- Task instructions:
Please lay out the records below as a two-column CSV headed instruction,answer, with one row per instruction. Put the instruction's text and its answer each in a single quoted field, replace line breaks with spaces, cover every record, and leave the pictures out.

====

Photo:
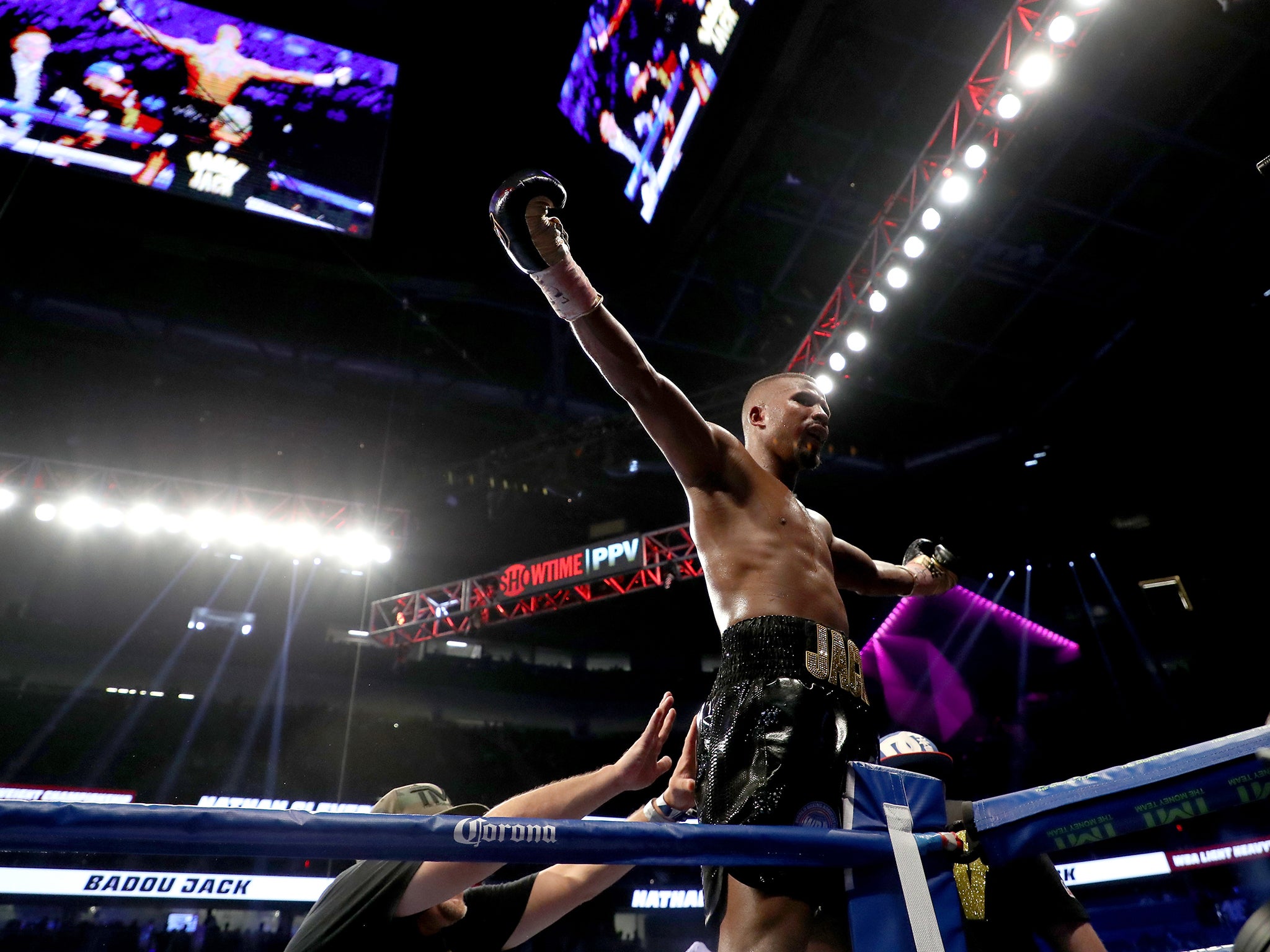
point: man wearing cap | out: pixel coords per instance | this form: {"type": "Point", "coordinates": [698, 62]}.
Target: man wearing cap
{"type": "Point", "coordinates": [378, 904]}
{"type": "Point", "coordinates": [1008, 906]}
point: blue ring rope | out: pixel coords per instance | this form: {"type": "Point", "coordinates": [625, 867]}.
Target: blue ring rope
{"type": "Point", "coordinates": [189, 831]}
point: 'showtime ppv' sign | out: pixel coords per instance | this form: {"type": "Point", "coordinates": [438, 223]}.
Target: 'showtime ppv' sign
{"type": "Point", "coordinates": [573, 566]}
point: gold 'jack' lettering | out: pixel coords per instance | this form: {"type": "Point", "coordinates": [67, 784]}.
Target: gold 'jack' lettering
{"type": "Point", "coordinates": [837, 662]}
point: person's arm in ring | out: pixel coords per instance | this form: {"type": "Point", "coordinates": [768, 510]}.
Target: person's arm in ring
{"type": "Point", "coordinates": [564, 800]}
{"type": "Point", "coordinates": [562, 889]}
{"type": "Point", "coordinates": [1075, 937]}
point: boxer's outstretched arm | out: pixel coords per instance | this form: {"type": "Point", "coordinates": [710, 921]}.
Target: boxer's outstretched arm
{"type": "Point", "coordinates": [855, 571]}
{"type": "Point", "coordinates": [694, 447]}
{"type": "Point", "coordinates": [173, 45]}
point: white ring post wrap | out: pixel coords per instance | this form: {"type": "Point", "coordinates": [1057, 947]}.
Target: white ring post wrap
{"type": "Point", "coordinates": [912, 880]}
{"type": "Point", "coordinates": [568, 289]}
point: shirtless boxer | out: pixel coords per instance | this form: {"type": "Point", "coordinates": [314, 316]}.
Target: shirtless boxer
{"type": "Point", "coordinates": [216, 71]}
{"type": "Point", "coordinates": [788, 710]}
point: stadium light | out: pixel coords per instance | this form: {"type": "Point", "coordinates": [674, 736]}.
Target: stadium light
{"type": "Point", "coordinates": [954, 190]}
{"type": "Point", "coordinates": [81, 513]}
{"type": "Point", "coordinates": [1061, 30]}
{"type": "Point", "coordinates": [1037, 70]}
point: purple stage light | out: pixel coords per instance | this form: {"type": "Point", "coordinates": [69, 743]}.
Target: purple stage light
{"type": "Point", "coordinates": [962, 599]}
{"type": "Point", "coordinates": [921, 689]}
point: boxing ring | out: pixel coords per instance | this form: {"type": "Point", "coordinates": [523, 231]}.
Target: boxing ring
{"type": "Point", "coordinates": [894, 844]}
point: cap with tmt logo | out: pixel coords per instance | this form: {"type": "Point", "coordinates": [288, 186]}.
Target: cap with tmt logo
{"type": "Point", "coordinates": [425, 799]}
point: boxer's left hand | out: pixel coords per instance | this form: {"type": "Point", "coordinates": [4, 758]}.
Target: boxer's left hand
{"type": "Point", "coordinates": [681, 792]}
{"type": "Point", "coordinates": [337, 76]}
{"type": "Point", "coordinates": [643, 763]}
{"type": "Point", "coordinates": [934, 568]}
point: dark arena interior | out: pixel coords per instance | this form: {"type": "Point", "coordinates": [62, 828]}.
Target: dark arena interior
{"type": "Point", "coordinates": [295, 512]}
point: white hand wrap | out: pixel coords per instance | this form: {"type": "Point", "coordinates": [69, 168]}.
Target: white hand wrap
{"type": "Point", "coordinates": [659, 811]}
{"type": "Point", "coordinates": [568, 289]}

====

- Expected answer:
instruction,answer
"Photo: point: man wearing cap | out: pixel coords per instance | this form: {""type"": ""Point"", ""coordinates"": [698, 62]}. Target: man wearing cap","{""type"": ""Point"", ""coordinates"": [378, 904]} {""type"": ""Point"", ""coordinates"": [1008, 906]}"
"point: blue ring rope | out: pixel coords per instance | this form: {""type"": ""Point"", ""coordinates"": [625, 867]}. Target: blue ring rope","{""type"": ""Point"", ""coordinates"": [189, 831]}"
"point: 'showtime ppv' sign | out: pixel coords per instance | this form: {""type"": ""Point"", ""coordinates"": [438, 223]}. Target: 'showtime ppv' sign","{""type"": ""Point"", ""coordinates"": [573, 566]}"
"point: gold 'jack' lettering | out: pixel coords per instance | this form: {""type"": ""Point"", ""coordinates"": [67, 784]}. Target: gold 'jack' lettering","{""type"": ""Point"", ""coordinates"": [837, 662]}"
"point: person's arm in ring | out: pixel coords per instance | this form: {""type"": ""Point"", ""coordinates"": [768, 510]}. Target: person's arm in ring","{""type"": ""Point"", ""coordinates"": [564, 800]} {""type"": ""Point"", ""coordinates"": [562, 889]} {""type"": ""Point"", ""coordinates"": [1075, 937]}"
"point: boxer's outstretched arm | out: pixel coords per instance | this form: {""type"": ""Point"", ""coordinates"": [710, 921]}. Target: boxer's outstretched arm","{""type"": ""Point"", ""coordinates"": [855, 571]} {""type"": ""Point"", ""coordinates"": [694, 447]} {""type"": ""Point"", ""coordinates"": [173, 45]}"
"point: white ring post wrap | out: pixel coords per instance | this form: {""type"": ""Point"", ""coordinates"": [1057, 947]}. Target: white ring post wrap","{""type"": ""Point"", ""coordinates"": [912, 880]} {""type"": ""Point"", ""coordinates"": [568, 289]}"
"point: shirtless boxer | out: pixel coords per instance | this form: {""type"": ""Point"", ""coordinates"": [314, 316]}. Target: shirtless boxer","{""type"": ""Point"", ""coordinates"": [216, 71]} {""type"": ""Point"", ""coordinates"": [788, 710]}"
"point: stadium light | out: pixel coords per instance | this form: {""type"": ""Point"", ""coordinates"": [674, 736]}. Target: stadium light","{""type"": ""Point"", ""coordinates"": [954, 190]} {""type"": ""Point"", ""coordinates"": [81, 513]} {""type"": ""Point"", ""coordinates"": [1061, 30]} {""type"": ""Point"", ""coordinates"": [1037, 70]}"
"point: purple stage light | out: pixel coords per instance | this form: {""type"": ""Point"", ""coordinates"": [69, 743]}. Target: purple stage light","{""type"": ""Point"", ""coordinates"": [962, 599]} {""type"": ""Point"", ""coordinates"": [921, 689]}"
"point: boxing ring | out: pixel coords per instance | this form: {""type"": ""Point"", ""coordinates"": [523, 231]}. Target: boxing ring","{""type"": ""Point"", ""coordinates"": [894, 844]}"
"point: cap with tmt logo | out: pixel coords per instance | this form: {""type"": ""Point"", ""coordinates"": [288, 186]}. Target: cap with tmt logo","{""type"": ""Point"", ""coordinates"": [425, 799]}"
"point: boxer's left hand | out: pixel coords per instance | this form: {""type"": ""Point"", ""coordinates"": [4, 758]}. Target: boxer's left hand","{""type"": ""Point"", ""coordinates"": [681, 792]} {""type"": ""Point"", ""coordinates"": [337, 76]} {""type"": ""Point"", ""coordinates"": [643, 763]} {""type"": ""Point"", ""coordinates"": [934, 568]}"
"point: dark arena interior | out: pixel coords per instance | this form: {""type"": ""Point"", ""coordinates"": [62, 828]}. Target: dark arena interior","{""type"": ""Point"", ""coordinates"": [295, 512]}"
"point: white hand wrap | out: pixel coords per instance | this form: {""type"": ""Point"", ""coordinates"": [69, 168]}. Target: white hand wrap","{""type"": ""Point"", ""coordinates"": [659, 811]} {""type"": ""Point"", ""coordinates"": [568, 289]}"